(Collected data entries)
━━━━━━━━━━━━━━━━

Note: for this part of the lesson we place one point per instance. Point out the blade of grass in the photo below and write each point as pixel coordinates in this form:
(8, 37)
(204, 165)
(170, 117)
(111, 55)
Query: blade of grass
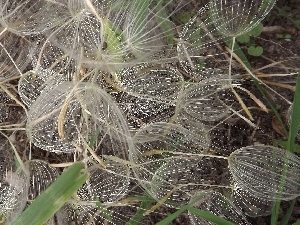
(288, 214)
(145, 204)
(54, 197)
(295, 122)
(105, 213)
(295, 119)
(201, 213)
(240, 56)
(163, 21)
(210, 217)
(173, 216)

━━━━━━━━━━━━━━━━

**What is required**
Could you reproduce the records above exactly, leaving out the pictures?

**Task response**
Note: for this part of the lesson we place one point per instance. Point out the blade of grass in the photo below and write each point as pixel coordinates in this form:
(8, 37)
(204, 165)
(170, 117)
(111, 55)
Query: blade of grass
(288, 214)
(145, 204)
(54, 197)
(295, 122)
(105, 213)
(295, 119)
(201, 213)
(240, 56)
(163, 21)
(210, 217)
(173, 216)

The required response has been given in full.